Stated task:
Which lines in the records below contain the word "shipping"? Find each one, treating uppercase and lowercase as different, and copy it out.

Records for identifying positions
[start]

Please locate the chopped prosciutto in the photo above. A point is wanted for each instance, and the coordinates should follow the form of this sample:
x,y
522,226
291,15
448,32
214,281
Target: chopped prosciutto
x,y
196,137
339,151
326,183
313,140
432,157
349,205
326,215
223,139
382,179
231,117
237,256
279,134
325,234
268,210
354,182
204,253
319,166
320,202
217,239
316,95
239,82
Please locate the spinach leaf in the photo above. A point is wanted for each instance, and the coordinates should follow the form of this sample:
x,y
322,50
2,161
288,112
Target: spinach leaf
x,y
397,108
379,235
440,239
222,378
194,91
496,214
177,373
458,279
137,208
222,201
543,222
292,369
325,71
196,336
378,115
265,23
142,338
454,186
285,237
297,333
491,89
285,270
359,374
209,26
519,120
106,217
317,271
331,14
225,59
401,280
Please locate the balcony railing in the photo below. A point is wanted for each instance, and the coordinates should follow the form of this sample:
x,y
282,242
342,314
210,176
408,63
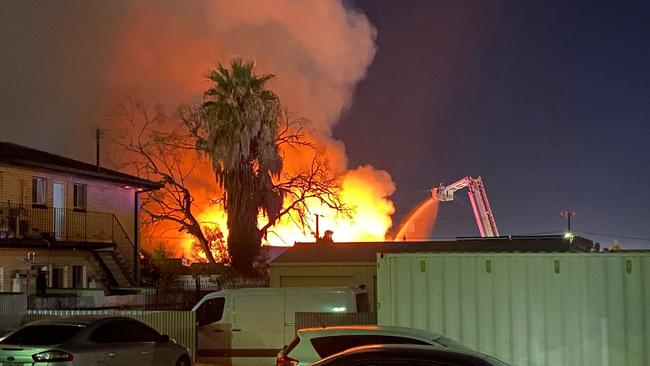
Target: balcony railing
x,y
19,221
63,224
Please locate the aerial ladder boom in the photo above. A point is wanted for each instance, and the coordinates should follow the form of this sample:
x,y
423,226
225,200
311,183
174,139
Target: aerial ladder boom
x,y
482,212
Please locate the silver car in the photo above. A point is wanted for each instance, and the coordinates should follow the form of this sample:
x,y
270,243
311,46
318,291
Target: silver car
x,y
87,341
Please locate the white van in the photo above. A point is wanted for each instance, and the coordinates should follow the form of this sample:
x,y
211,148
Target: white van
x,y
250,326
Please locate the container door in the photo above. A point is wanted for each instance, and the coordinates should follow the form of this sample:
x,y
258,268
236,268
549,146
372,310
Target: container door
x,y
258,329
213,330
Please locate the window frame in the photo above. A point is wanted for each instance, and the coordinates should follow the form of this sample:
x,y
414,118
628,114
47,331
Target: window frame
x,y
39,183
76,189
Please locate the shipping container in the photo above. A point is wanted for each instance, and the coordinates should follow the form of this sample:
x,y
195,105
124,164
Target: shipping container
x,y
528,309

[end]
[start]

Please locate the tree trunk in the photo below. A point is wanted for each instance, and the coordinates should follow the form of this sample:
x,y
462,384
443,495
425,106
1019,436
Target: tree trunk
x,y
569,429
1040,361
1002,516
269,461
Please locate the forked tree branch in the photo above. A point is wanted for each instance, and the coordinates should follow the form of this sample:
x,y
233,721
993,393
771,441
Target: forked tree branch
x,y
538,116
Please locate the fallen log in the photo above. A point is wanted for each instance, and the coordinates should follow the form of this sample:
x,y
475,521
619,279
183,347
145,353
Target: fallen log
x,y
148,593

[end]
[start]

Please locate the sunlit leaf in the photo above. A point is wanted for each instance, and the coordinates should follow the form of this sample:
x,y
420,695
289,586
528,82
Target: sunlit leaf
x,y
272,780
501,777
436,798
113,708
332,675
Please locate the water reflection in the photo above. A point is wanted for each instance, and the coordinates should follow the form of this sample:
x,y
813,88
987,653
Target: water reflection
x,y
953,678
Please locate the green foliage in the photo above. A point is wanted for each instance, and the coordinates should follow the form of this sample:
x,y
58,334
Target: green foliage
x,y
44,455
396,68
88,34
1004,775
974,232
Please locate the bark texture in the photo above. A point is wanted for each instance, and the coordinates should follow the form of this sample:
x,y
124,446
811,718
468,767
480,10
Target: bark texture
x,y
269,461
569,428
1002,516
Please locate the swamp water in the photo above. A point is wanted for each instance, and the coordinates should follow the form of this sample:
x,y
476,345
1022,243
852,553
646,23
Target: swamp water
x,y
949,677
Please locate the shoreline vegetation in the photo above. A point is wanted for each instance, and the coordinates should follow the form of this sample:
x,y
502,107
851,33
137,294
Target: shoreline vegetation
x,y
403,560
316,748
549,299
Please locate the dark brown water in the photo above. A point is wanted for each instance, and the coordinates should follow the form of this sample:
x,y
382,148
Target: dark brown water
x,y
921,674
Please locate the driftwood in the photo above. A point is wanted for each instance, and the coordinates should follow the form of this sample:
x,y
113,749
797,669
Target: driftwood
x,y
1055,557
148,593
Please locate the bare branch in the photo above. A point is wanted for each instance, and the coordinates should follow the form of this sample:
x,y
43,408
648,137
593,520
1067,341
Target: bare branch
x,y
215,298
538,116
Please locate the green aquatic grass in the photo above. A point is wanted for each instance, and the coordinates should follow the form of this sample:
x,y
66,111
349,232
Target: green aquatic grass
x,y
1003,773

[end]

Worked answer:
Please locate the shipping container in the photo above. A point is wanted for each instance, and the coordinates should follow the form of this sample:
Target: shipping container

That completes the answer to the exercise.